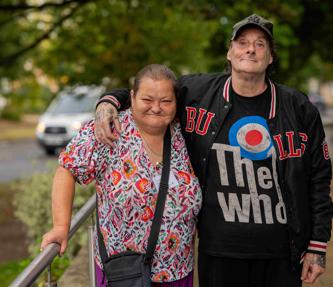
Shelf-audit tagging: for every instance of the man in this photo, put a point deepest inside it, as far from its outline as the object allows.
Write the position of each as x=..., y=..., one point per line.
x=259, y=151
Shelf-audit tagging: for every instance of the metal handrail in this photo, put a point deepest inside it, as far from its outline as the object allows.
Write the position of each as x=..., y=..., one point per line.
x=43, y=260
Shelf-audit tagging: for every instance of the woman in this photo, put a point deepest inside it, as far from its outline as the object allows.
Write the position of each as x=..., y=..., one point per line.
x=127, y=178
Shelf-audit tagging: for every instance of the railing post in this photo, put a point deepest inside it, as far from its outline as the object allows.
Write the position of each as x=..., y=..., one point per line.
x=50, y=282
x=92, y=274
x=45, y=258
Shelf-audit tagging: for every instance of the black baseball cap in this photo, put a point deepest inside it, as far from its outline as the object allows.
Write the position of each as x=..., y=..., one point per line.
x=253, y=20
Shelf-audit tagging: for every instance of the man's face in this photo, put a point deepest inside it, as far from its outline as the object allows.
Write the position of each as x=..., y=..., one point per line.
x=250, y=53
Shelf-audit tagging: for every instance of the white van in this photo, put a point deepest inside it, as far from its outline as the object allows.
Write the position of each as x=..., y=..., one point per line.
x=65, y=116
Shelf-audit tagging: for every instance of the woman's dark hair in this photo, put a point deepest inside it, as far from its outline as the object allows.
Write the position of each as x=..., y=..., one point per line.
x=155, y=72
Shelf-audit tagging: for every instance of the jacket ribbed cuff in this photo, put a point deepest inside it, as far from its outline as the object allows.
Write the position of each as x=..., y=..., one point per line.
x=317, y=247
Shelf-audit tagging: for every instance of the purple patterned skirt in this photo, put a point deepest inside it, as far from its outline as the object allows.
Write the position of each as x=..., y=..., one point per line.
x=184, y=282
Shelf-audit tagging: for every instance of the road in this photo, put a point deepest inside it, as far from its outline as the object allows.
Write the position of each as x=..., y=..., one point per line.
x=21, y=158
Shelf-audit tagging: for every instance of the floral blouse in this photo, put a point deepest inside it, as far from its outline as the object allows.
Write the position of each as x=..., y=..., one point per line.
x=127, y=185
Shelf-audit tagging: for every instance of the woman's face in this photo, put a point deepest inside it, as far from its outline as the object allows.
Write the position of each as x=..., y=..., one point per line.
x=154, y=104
--
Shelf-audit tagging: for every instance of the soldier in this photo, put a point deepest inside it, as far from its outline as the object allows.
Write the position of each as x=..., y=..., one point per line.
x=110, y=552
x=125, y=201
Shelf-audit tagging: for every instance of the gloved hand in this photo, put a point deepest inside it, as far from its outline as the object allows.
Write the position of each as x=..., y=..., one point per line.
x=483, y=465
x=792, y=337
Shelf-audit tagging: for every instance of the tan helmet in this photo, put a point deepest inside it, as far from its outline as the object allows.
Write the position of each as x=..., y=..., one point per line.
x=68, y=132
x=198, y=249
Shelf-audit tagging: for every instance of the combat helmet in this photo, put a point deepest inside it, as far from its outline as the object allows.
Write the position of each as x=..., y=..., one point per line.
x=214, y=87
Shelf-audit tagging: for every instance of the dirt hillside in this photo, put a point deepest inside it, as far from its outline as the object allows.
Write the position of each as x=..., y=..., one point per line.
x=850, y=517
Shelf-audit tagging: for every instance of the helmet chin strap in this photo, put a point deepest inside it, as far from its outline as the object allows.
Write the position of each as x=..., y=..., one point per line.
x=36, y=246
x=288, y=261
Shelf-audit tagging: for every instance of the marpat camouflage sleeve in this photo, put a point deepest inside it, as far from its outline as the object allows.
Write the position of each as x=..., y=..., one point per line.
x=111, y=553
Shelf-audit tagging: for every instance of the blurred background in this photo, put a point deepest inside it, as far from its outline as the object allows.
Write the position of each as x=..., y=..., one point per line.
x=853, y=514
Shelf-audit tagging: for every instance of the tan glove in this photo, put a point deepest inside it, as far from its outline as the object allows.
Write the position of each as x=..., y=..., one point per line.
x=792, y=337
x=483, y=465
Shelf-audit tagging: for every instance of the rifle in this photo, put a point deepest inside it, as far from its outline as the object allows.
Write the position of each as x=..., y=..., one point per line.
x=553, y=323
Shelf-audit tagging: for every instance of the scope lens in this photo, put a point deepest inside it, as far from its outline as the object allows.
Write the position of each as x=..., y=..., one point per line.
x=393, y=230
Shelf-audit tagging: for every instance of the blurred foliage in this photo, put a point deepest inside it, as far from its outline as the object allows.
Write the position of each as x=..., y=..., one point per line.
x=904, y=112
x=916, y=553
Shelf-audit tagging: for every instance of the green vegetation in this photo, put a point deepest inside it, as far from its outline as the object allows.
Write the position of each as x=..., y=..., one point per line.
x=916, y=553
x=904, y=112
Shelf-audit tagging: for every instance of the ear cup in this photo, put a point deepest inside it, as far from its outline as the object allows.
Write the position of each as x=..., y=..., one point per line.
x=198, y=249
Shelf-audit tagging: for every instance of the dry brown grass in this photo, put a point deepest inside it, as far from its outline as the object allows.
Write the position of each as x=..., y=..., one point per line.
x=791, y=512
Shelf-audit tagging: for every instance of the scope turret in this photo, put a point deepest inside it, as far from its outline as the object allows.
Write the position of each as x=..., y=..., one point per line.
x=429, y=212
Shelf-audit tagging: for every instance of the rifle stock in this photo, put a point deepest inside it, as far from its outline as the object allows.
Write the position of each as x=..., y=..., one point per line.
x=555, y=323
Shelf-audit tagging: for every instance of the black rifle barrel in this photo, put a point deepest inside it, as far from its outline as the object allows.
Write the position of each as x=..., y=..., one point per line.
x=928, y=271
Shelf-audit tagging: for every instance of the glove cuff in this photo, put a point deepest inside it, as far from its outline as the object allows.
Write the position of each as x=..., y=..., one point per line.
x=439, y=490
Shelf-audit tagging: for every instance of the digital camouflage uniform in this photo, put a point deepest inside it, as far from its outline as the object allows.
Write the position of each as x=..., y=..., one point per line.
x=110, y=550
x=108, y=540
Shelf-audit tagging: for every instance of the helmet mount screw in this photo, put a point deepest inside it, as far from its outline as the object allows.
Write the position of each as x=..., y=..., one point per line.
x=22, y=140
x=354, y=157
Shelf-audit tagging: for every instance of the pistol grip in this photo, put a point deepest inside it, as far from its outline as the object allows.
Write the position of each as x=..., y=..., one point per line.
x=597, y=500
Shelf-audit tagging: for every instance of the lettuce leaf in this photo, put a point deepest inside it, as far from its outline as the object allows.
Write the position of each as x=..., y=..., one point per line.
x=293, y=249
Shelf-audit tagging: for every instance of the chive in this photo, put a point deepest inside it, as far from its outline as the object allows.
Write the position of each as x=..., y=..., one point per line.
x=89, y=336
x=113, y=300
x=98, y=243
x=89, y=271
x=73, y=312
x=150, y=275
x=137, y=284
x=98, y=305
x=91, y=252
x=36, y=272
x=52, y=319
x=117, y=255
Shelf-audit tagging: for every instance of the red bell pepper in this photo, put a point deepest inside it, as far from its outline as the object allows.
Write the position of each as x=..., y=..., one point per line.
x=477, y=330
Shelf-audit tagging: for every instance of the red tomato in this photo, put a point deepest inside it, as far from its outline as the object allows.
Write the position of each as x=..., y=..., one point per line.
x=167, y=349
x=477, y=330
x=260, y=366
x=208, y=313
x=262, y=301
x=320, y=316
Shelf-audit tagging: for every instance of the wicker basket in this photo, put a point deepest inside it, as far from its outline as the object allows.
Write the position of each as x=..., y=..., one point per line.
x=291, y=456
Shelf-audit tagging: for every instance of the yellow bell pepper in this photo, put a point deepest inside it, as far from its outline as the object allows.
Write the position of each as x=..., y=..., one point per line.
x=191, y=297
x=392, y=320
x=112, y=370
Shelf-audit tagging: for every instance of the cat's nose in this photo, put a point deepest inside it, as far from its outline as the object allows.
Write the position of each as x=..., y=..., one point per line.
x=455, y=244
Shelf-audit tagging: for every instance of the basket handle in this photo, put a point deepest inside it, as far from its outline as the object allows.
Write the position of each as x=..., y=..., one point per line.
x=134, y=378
...
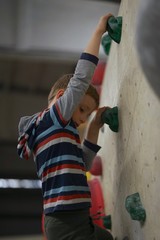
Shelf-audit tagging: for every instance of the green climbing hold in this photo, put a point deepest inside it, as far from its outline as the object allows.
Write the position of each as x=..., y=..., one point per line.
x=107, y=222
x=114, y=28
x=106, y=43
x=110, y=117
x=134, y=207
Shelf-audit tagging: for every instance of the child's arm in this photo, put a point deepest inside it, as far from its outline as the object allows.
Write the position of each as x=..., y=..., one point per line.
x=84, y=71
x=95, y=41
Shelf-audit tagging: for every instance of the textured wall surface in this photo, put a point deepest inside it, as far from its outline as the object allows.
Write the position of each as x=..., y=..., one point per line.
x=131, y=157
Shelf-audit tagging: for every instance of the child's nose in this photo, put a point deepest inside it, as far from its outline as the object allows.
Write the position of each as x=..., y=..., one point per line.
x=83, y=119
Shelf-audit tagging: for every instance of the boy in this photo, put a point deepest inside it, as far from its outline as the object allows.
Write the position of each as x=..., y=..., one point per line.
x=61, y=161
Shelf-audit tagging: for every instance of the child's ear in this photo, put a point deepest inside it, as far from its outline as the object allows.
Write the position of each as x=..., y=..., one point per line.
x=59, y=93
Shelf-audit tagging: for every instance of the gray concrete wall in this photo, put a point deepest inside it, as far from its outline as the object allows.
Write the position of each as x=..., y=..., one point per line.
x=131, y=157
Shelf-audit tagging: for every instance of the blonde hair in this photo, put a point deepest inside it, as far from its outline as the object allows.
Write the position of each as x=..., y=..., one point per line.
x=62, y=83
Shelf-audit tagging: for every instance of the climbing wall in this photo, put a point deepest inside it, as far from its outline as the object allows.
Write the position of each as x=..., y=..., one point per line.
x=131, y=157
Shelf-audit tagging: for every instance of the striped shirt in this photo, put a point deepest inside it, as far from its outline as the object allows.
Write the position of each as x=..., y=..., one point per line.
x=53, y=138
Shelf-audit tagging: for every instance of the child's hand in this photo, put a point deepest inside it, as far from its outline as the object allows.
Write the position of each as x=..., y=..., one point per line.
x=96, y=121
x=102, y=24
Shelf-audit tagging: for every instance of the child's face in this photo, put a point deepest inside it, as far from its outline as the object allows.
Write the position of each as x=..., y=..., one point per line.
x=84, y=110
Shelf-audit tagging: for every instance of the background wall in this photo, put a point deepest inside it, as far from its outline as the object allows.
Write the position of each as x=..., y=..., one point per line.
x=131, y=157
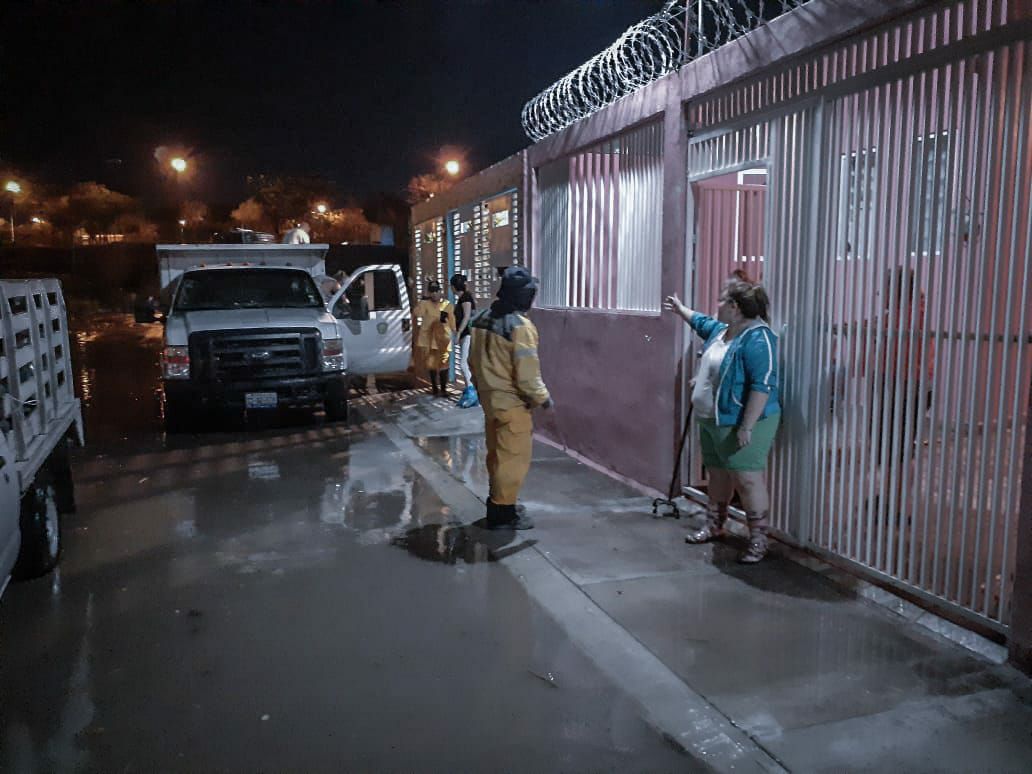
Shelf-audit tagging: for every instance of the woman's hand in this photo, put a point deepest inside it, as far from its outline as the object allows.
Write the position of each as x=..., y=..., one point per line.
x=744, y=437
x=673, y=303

*Short task*:
Reproduce the lines starting at the one containing "Shelf-audit tagging: for every instance of the man in" and ending at the one containing "x=253, y=20", swapping "metal handrail" for "steel handrail" and leaving everything else unchanged.

*Correct response*:
Shelf-audit tagging: for every instance of the man in this photo, put a point deepest inside it, as far from its outline as the object allows.
Write the position of each as x=..., y=..., one point per line.
x=259, y=151
Shelf-audit tagging: for every instance of the steel handrail in this photo, put a point deepest inside it, as far from its outline as the object allows.
Write the position of each as x=..., y=..., one point per line.
x=43, y=260
Shelf-audit tagging: for every instance of the woman in this photo, put a point deepest inside it, as far from its outline as the object allows.
Write the position of each as x=..., y=..., one point per line.
x=127, y=178
Shelf-audit tagging: for every instance of the railing post in this photo, put a point deepest inside it, as far from its outline as the object allows.
Write the position of each as x=..., y=..., one point per line.
x=50, y=282
x=92, y=274
x=45, y=258
Shelf-audit tagging: for every instance of the black baseball cap in this photo, put a point deepest inside it, as far from its outline as the object allows.
Write the position of each as x=..., y=..., one point per line.
x=253, y=20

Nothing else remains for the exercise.